• [SOURCE EXCERPT]:
Kenya, 18 May 2026 - There is a difference between attracting investment and slowly surrendering leverage.
For years, Kenya has defended the privatisation of public assets as a necessary economic reform, one meant to reduce pressure on taxpayers, improve efficiency, and help the government raise desperately needed revenue.
But a growing dispute inside Kenya Pipeline Company (KPC) is exposing a question the country has not seriously confronted:
At what point does privatisation stop being economic reform and start becoming strategic vulnerability?
That question became harder to ignore after reports emerged that directors at KPC are divided over the role of the Uganda National Oil Company (UNOC) in the recruitment of the company’s next managing director.
The disagreement follows Kenya’s earlier decision to sell a stake in the pipeline business tied to the regional oil transit system involving Uganda’s crude exports. While the arrangement was framed as regional cooperation and commercial integration, it is now raising concerns about influence over one of Kenya’s most sensitive strategic assets, which is the fuel infrastructure.
And this is where the debate becomes bigger than one CEO position.
Because oil is not just another sector.
Oil moves transport. It powers manufacturing. It determines food prices. It influences inflation, electricity costs and national stability.
In many ways, fuel infrastructure is the bloodstream of the economy.
So the idea that another government-linked entity could gain influence, directly or indirectly, over leadership decisions in such a sector is triggering uncomfortable questions about how far Kenya’s privatisation agenda is going.
What makes this debate even more urgent is the fragile state of Kenya’s own economy and public systems.
The recent demonstrations witnessed across the country paralysed transport, disrupted businesses and forced many parents to keep children at home after school transport systems failed to operate normally.
Entire sections of the economy slowed down within hours.
Now imagine a future where critical national infrastructure is no longer fully under Kenya’s strategic control during moments of crisis.
Imagine disruptions affecting privately controlled ports.
Imagine delays or restrictions within fuel infrastructure.
Imagine key logistics decisions being influenced by commercial or external interests during national instability.
The implications go far beyond economics.
This is why concerns around the privatisation of strategic assets such as port infrastructure and facilities like the Kenyatta International Convention Centre (KICC) continue to generate public anxiety.
KICC is not just another building in Nairobi’s skyline. It is Kenya’s diplomatic and conference nerve centre, hosting international summits, government forums, trade exhibitions and continental meetings that shape the country’s regional influence and tourism revenue.
Similarly, Kenya’s ports are not ordinary commercial assets. The Port of Mombasa serves not only Kenya but also Uganda, Rwanda, South Sudan and parts of the Democratic Republic of Congo. It is one of East Africa’s most strategic economic gateways.
Control over such infrastructure affects trade flows, regional power, supply chains and national resilience during emergencies.
And yet, discussions around privatisation often reduce these assets into simple balance-sheet entries, as if they are ordinary businesses rather than strategic national tools.
Kenya’s privatisation push did not begin with KPC.
The government has in recent years accelerated plans to privatise or partially offload stakes in dozens of state corporations under the argument that many are inefficient, loss-making or financially burdensome.

[Source material]
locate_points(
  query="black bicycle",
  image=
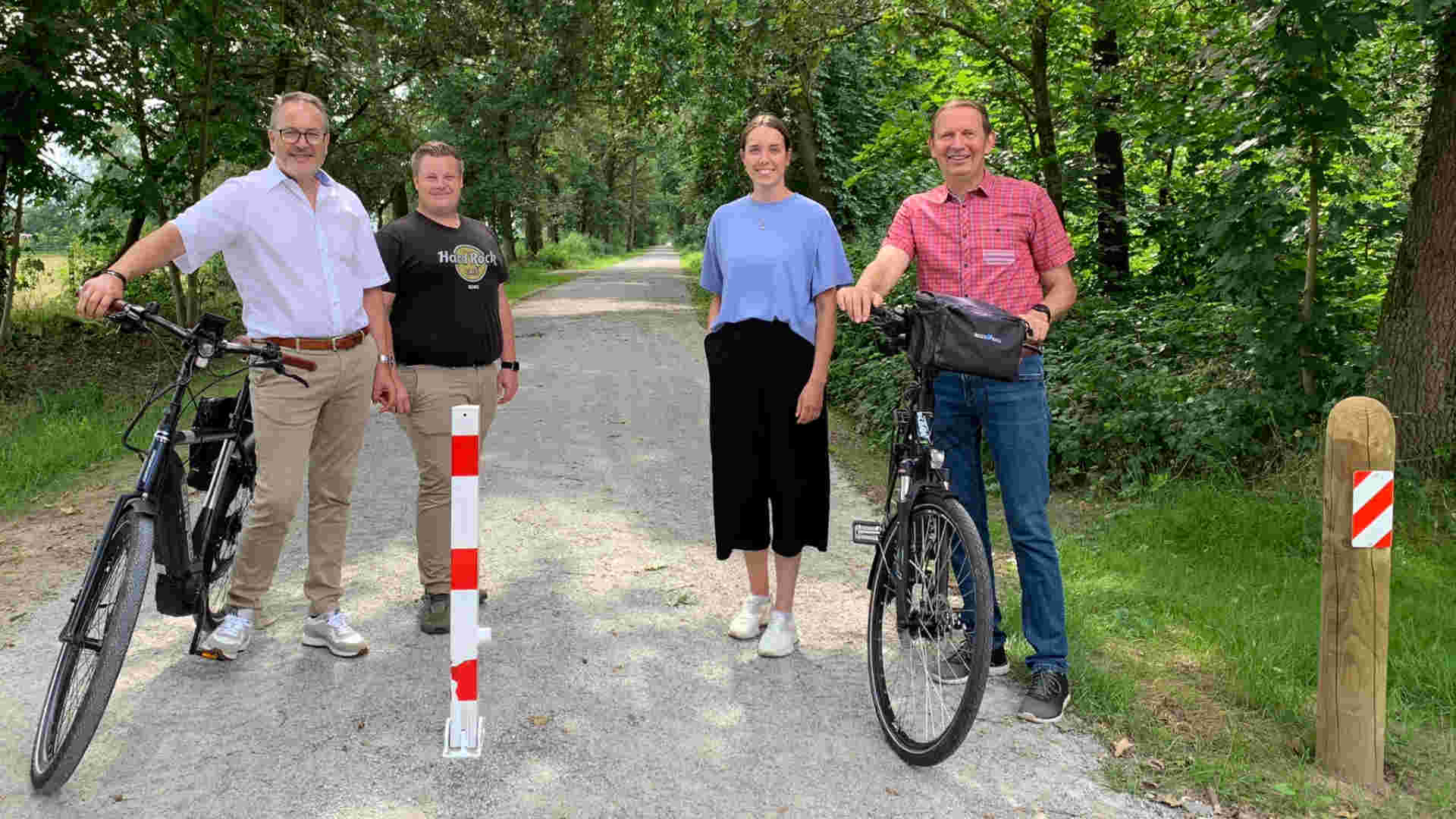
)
(194, 554)
(927, 668)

• [THE PROBLEM]: According to the text on Kenya's privatization of public assets, what are the directors at Kenya Pipeline Company divided over? This material has no connection to the text on Kenya's privatization of public assets.

• [ANSWER TO THIS EXERCISE]: They are divided over the role of the Uganda National Oil Company in recruiting the company's next managing director.